- _Provided passage_:
Children take shelter in a mosquito net as a means of avoiding malaria

A group of Civil Society Organisations (CSOs) in Kampala has urged the government to increase funding to the malaria control programme.
The CSOs say the Malaria Control Program being implemented as part of the Global Fund initiative, has not received sufficient funds from government as outlined in the Uganda Malaria Reduction Strategic Plan, making the objectives of the plan unrealistic.
Records, according to CSOs, show that over 16 million malaria cases were reported at Uganda’s health facilities in 2013 alone, forcing government to launch the Uganda Malaria Reduction Strategy 2014-2020 with specific objectives to fight the malaria pandemic to the lowest levels possible.

Clinically diagnosed malaria is the leading cause of morbidity and mortality in Uganda, accounting for 30-50 percent of outpatient visits at health facilities, 15-20 percent of all hospital admissions, and up to 20 percent of all hospital deaths. 27.2 percent of inpatient deaths among children under five years of age are due to malaria.
Among the objectives to prop the programme, the government intended by the year 2017 to achieve and sustain protection of at least 85 percent of the population through malaria prevention measures, among them the on-going distribution of the insecticide-treated nets (ITNs).

- _Task A_: According to the malaria funding article, how many malaria cases were reported at Uganda's health facilities in 2013?
- _Task B_: How would the sentence "A group of Civil Society Organisations (CSOs) in Kampala has urged the government to increase funding to the malaria control programme." from the malaria funding article read in Spanish?

- _Supplied entries_:
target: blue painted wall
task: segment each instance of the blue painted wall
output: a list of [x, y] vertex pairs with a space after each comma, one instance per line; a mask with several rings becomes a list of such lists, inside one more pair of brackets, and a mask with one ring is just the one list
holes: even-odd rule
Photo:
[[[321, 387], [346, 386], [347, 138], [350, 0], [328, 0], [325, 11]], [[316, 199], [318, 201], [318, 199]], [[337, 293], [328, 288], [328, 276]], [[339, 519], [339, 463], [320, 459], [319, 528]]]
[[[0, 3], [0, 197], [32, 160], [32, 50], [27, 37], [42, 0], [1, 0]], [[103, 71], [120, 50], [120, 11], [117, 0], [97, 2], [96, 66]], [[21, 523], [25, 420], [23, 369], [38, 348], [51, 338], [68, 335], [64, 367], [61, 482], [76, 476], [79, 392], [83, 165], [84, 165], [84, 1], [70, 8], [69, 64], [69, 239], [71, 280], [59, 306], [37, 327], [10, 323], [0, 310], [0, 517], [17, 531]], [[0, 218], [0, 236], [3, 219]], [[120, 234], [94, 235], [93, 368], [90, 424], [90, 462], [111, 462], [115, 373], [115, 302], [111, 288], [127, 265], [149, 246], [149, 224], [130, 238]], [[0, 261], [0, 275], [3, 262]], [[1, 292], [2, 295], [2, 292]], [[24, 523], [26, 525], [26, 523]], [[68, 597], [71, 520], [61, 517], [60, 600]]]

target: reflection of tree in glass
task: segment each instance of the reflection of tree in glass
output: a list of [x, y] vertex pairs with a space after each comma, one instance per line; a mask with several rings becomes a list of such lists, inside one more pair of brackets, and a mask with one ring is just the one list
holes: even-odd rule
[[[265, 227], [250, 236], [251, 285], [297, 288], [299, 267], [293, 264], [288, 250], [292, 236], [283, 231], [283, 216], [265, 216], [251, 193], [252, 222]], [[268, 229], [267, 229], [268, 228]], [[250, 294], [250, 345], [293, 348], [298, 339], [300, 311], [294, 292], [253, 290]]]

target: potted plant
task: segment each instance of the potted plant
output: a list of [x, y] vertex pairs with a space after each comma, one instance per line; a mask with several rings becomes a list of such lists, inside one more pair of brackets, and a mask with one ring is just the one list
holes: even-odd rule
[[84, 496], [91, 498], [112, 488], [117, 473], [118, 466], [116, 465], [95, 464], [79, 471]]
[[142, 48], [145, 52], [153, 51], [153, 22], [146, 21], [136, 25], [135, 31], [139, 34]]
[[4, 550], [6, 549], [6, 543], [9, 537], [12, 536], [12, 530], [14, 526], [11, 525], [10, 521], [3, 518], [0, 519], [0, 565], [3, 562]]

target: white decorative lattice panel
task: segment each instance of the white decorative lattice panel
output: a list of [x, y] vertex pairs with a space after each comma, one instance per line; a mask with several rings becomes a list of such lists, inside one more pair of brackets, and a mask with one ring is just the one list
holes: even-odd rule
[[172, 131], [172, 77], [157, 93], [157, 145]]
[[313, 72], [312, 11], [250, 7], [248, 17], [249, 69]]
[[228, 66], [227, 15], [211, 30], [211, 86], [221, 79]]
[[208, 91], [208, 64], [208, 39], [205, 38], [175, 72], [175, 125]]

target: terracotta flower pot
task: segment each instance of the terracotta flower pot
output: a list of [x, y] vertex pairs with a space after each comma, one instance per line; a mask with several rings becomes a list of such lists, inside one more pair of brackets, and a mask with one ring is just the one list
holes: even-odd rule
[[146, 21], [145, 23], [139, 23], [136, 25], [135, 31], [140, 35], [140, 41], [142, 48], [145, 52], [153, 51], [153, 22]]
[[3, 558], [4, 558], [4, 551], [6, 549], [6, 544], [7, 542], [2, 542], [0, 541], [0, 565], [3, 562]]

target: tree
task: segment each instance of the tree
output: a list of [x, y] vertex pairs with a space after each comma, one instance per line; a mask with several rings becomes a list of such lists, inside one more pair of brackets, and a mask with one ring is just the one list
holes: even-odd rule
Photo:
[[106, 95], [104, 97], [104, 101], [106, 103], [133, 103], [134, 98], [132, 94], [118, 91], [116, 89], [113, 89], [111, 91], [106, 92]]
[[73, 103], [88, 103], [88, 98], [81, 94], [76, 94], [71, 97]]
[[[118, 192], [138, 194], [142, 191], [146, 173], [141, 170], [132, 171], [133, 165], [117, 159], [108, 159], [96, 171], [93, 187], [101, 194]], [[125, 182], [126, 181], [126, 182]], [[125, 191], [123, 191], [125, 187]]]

- _Output A_: Over 16 million.

- _Output B_: Un grupo de Organizaciones de la Sociedad Civil (OSC) en Kampala ha instado al gobierno a aumentar la financiación del programa de control de la malaria.